[Opening PROVIDED RECORDS section]

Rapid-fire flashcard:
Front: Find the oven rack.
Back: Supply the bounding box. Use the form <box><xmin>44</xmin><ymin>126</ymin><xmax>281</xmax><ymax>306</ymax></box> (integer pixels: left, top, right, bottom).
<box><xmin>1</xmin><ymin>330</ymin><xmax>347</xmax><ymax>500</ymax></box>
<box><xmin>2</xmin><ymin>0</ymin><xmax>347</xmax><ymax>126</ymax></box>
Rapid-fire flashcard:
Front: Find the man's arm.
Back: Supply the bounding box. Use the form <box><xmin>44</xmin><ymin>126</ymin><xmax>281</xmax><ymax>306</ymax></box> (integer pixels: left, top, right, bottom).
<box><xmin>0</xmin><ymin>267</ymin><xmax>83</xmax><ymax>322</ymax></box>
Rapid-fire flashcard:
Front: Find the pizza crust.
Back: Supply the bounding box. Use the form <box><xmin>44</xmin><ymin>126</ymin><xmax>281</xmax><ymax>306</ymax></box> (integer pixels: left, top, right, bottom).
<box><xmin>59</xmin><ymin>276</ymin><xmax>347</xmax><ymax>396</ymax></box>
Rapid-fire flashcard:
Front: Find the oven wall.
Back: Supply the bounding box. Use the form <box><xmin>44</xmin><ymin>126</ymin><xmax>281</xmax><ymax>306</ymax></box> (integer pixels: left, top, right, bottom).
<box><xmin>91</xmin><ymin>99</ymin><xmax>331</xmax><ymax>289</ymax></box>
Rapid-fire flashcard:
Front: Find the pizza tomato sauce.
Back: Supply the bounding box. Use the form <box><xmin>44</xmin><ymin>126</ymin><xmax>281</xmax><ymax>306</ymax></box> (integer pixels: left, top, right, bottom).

[Closing PROVIDED RECORDS section]

PROBLEM TO SOLVE -
Make a verbatim copy of each record.

TASK RESULT -
Rapid-fire flashcard:
Front: Find the oven rack.
Back: Supply the bounding box. Use the form <box><xmin>44</xmin><ymin>126</ymin><xmax>281</xmax><ymax>306</ymax></box> (integer pixels: left, top, right, bottom).
<box><xmin>1</xmin><ymin>330</ymin><xmax>347</xmax><ymax>500</ymax></box>
<box><xmin>2</xmin><ymin>0</ymin><xmax>347</xmax><ymax>126</ymax></box>
Rapid-fire flashcard:
Front: Find the man's arm.
Back: Supply the bounding box. Use the form <box><xmin>44</xmin><ymin>126</ymin><xmax>281</xmax><ymax>306</ymax></box> (integer pixels: left, top, right, bottom).
<box><xmin>0</xmin><ymin>267</ymin><xmax>83</xmax><ymax>322</ymax></box>
Rapid-fire flashcard:
Front: Find the pizza crust.
Back: Supply the bounding box. Use the form <box><xmin>44</xmin><ymin>126</ymin><xmax>281</xmax><ymax>306</ymax></box> (integer pixels: left, top, right, bottom).
<box><xmin>59</xmin><ymin>276</ymin><xmax>347</xmax><ymax>396</ymax></box>
Rapid-fire flashcard:
Front: Find the oven wall.
Back: Supply the bounding box. Use the form <box><xmin>44</xmin><ymin>126</ymin><xmax>281</xmax><ymax>306</ymax></box> (integer pixels: left, top, right, bottom).
<box><xmin>91</xmin><ymin>99</ymin><xmax>331</xmax><ymax>289</ymax></box>
Rapid-fire flashcard:
Front: Find the pizza tomato sauce.
Back: Supply the bounding box. Use the form <box><xmin>44</xmin><ymin>126</ymin><xmax>281</xmax><ymax>306</ymax></box> (integer pixels: left, top, right, bottom).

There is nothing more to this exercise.